My vocation as a novelist thrives upon solitude. In almost all areas of art one has to work with other people during the creative process. Even the most egotistical of film directors has to be good at harmonising his energy with that of others, learning to function as a team. So, too, fashion designers, actors, dancers, playwrights, singers and musicians.

But not fiction writers. For weeks, months and sometimes years on end, we retreat into the novels we write; we stay inside that imaginary cocoon surrounded by imaginary characters, writing destinies, thinking we are God. Self-absorption and an inflated ego are the two most harmful side effects of our profession. That is why we make poor lovers and even poorer wives and husbands. Writers are primarily asocial creatures - though we can easily forget that with a bit of fame and success. "The birthing room of the novel is the individual in his loneliness," as Walter Benjamin once said.
---
=== REQUIREMENTS ===
[1] Please quote everything in the passage on writers and solitude from "But not fiction" down to "Benjamin once said.".
[2] In the passage on writers and solitude, what are named as the two most harmful side effects of the fiction writer's profession?
[3] Carry on the passage on writers and solitude, starting right after its closing sentence.
---
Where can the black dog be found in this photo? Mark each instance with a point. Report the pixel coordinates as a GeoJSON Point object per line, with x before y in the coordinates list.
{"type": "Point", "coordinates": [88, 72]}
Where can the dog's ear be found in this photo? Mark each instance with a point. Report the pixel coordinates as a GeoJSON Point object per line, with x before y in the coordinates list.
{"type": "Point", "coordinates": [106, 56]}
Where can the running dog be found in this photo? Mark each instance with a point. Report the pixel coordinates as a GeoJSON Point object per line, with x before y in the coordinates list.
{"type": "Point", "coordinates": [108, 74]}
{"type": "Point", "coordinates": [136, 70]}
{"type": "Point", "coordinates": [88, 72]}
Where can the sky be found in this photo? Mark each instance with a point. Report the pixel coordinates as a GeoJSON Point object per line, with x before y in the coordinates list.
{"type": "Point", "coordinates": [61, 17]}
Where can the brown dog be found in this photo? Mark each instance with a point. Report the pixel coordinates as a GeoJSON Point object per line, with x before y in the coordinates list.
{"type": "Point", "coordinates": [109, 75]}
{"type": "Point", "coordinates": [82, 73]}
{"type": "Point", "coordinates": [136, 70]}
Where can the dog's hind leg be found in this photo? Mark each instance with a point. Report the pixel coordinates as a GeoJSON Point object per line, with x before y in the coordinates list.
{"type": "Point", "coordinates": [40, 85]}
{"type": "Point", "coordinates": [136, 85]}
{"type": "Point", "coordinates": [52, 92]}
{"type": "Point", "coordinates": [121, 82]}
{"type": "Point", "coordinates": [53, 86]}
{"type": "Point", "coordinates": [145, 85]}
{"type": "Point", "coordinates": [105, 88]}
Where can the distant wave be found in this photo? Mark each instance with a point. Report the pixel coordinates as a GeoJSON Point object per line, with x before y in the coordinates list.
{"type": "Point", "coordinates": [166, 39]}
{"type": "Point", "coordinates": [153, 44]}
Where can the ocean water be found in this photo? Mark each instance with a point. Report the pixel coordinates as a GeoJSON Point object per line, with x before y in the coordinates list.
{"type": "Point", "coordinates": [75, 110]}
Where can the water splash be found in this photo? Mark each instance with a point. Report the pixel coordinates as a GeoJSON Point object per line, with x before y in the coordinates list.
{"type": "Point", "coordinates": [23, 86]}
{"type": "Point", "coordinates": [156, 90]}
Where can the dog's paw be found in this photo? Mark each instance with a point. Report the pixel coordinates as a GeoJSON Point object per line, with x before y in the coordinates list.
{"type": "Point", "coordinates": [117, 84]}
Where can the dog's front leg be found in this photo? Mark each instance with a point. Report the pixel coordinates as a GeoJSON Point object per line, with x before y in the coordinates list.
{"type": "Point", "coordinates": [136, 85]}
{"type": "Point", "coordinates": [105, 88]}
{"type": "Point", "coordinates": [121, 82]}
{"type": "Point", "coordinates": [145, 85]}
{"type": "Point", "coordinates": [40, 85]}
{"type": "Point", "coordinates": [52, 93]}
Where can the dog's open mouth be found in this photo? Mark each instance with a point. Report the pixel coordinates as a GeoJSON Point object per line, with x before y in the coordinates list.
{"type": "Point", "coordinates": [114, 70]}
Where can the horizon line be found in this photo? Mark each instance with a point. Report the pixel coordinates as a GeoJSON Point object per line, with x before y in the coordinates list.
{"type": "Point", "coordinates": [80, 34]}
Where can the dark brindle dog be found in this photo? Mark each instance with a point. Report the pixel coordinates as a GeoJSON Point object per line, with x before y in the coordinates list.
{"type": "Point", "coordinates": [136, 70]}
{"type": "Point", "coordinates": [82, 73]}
---
=== ANSWERS FOR THIS EXERCISE ===
[1]
But not fiction writers. For weeks, months and sometimes years on end, we retreat into the novels we write; we stay inside that imaginary cocoon surrounded by imaginary characters, writing destinies, thinking we are God. Self-absorption and an inflated ego are the two most harmful side effects of our profession. That is why we make poor lovers and even poorer wives and husbands. Writers are primarily asocial creatures - though we can easily forget that with a bit of fame and success. "The birthing room of the novel is the individual in his loneliness," as Walter Benjamin once said.

[2] Self-absorption and an inflated ego.

[3]
One day, I learned I was pregnant. I hadn't known I wanted to become a mother and it took me by surprise. But I wanted to have this baby. It was as if another part of me – a domestic, nurturing, maternal side – was now rebelling against the part that had dominated all those years. The insurgent forces of motherhood infiltrated the tiny little villages south of my personality with amazing speed and agility, but the vested powers sitting in the capital were still holding strong.

Yet, I didn't want to lose the wandering, independent, carefree spirit that I was. Inside my head there were six voices speaking all at once. Hence I entered this pregnancy with mixed feelings, as if I were being dragged toward the unknown by an undercurrent that was stronger than my heart. It didn't help that I was put on trial during the final stages of my pregnancy due to the sentences a few of my Armenian fictional characters uttered in my novel The Bastard of Istanbul. By coincidence the trial was set for the day after my delivery. Although I was acquitted at the first hearing, and the experience had no bearing on my subsequent depression, those tense days added to the challenges of the entire year.

I gave birth in September 2006, the most beautiful month of the year in Istanbul. Happy and blessed as I felt, I was also perplexed and unprepared. We rented a charming, quiet house on the islands where I could nurse and write. That was the plan. But it turned out I could do neither. My milk wasn't sufficient, and each time I attempted to go back into the world of fiction and start a new novel, I found myself staring at a blank page with growing unease. That had never happened to me before. I had never run out of stories. I had never experienced writer's block or anything that came close to it. For the first time in my adult life, as hard as I tried, words wouldn't speak to me.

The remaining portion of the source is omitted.